- [Description of the task] Which lines run from the one containing "If you could point out the tractor convoy" to the end of the entries? Quote them exactly, and nothing else.

- [Records provided]
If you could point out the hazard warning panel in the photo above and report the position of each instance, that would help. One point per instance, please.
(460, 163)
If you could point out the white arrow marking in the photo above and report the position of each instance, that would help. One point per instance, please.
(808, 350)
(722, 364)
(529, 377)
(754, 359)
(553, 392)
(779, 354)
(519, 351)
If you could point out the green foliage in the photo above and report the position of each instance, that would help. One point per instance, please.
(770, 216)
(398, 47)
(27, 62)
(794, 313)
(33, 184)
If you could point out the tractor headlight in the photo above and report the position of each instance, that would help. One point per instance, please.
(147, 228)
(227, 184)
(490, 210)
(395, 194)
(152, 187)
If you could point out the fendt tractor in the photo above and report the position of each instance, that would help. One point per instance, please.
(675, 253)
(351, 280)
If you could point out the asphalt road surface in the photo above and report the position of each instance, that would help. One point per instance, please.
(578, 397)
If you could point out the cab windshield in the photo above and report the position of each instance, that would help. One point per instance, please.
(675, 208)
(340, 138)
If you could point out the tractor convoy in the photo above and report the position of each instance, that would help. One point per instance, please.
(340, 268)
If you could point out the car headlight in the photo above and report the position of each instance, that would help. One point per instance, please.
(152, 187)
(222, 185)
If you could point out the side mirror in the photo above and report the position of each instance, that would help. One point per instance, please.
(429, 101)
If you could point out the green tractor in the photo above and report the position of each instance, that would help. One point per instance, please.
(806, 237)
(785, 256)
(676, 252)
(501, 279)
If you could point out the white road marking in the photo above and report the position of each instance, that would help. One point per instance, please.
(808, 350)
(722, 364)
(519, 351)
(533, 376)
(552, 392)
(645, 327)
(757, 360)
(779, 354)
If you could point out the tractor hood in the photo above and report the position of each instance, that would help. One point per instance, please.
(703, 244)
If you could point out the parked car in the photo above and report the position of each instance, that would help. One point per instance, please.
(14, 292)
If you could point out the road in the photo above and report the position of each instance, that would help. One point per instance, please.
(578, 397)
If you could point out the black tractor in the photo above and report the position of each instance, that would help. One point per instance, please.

- [Task answer]
If you could point out the tractor convoy in the photo above and report the position of each instance, that would help. One point per instance, please.
(340, 268)
If you could point out the car headlight in the photo above and report the position of each instance, that would help. One point per instance, please.
(152, 187)
(222, 185)
If you could point out the side mirror in the photo above and report the position of each instance, that would help. One point per instance, please.
(429, 101)
If you could point out the green tractor in the photo above and report the position of each instance, that would help. One point per instance, please.
(806, 237)
(785, 256)
(676, 252)
(501, 279)
If you could point out the white road marking in the photo above and report the position of each instance, that would help. One point per instance, please.
(808, 350)
(722, 364)
(519, 351)
(533, 376)
(552, 392)
(645, 327)
(757, 360)
(779, 354)
If you could point out the tractor hood in the photo above and report the position of each instance, that would help. One point per instance, please.
(703, 244)
If you could point out the parked car in the photo above and report the position of each instance, that would help. One point per instance, please.
(14, 292)
If you could point out the road in the photo above and report the position of each instance, that would help. One point per instance, please.
(578, 397)
If you could point out the black tractor in the photo above and report the position of each instance, that would help. One point per instance, please.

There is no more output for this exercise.